- TASK -
Convert the records below into a JSON list of strings, one string per line with blank lines omitted. Include only the part that opens with the line containing "For this drill the class indicates the trailer roof" and closes with the final line of the records, both ends included.

- THE INPUT -
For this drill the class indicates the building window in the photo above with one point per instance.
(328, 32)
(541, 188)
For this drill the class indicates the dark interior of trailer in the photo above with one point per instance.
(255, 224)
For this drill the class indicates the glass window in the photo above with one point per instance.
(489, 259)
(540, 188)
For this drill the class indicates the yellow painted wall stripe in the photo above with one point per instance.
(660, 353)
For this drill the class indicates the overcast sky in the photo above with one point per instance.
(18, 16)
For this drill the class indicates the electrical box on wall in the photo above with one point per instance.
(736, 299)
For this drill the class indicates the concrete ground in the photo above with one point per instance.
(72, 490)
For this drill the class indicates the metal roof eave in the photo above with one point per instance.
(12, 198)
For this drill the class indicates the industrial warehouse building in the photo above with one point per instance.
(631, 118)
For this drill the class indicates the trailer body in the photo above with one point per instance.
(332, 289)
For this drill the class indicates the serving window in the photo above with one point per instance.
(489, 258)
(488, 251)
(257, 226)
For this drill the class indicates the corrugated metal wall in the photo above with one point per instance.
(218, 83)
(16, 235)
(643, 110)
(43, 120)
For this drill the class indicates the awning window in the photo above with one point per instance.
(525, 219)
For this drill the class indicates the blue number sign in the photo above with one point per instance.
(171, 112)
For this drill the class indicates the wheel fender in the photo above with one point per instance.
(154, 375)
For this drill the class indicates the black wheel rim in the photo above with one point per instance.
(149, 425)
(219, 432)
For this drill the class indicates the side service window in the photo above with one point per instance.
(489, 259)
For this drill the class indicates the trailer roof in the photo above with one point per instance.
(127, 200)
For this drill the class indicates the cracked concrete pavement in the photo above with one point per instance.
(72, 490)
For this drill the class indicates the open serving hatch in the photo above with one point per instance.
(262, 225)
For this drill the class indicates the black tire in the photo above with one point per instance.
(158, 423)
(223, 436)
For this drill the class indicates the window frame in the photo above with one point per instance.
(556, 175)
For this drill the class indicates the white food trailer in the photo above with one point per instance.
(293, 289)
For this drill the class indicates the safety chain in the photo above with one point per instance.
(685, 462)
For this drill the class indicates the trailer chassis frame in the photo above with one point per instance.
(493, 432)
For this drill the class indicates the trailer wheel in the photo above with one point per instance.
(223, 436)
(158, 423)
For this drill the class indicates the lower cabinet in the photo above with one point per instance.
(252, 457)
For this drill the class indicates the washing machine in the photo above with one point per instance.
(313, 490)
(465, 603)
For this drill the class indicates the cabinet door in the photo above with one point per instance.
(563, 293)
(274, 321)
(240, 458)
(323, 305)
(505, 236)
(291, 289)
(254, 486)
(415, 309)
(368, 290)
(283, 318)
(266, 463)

- RESULT OF THIS TASK -
[
  "For this drill the class indicates the trailer roof in the photo above with one point per instance.",
  "(127, 200)",
  "For this drill the class indicates the cracked concrete pavement in the photo above with one point per instance.",
  "(72, 490)",
  "For this drill the class indicates the open serving hatch in the photo above with one point per instance.",
  "(262, 225)",
  "For this drill the class indicates the black tire in the photo above with one point per instance.",
  "(158, 423)",
  "(223, 436)",
  "For this drill the class indicates the window frame in the photo above with one point per instance.",
  "(556, 175)",
  "For this drill the class indicates the white food trailer in the photo above with one point per instance.",
  "(293, 289)",
  "For this drill the class indicates the safety chain in the photo above with one point per instance.",
  "(685, 462)",
  "For this drill the class indicates the trailer chassis frame in the photo above with one point per instance.",
  "(493, 432)",
  "For this drill the class indicates the trailer wheel in the photo above with one point per instance.",
  "(223, 436)",
  "(158, 423)",
  "For this drill the class indicates the lower cabinet in the photo above with one point per instance.",
  "(252, 457)",
  "For this drill the class indicates the washing machine in the photo above with one point per instance.",
  "(313, 490)",
  "(465, 603)",
  "For this drill the class indicates the cabinet door in the photo above with one point per instance.",
  "(563, 293)",
  "(274, 321)",
  "(240, 458)",
  "(323, 305)",
  "(505, 236)",
  "(291, 289)",
  "(254, 486)",
  "(415, 309)",
  "(368, 290)",
  "(283, 318)",
  "(266, 463)"
]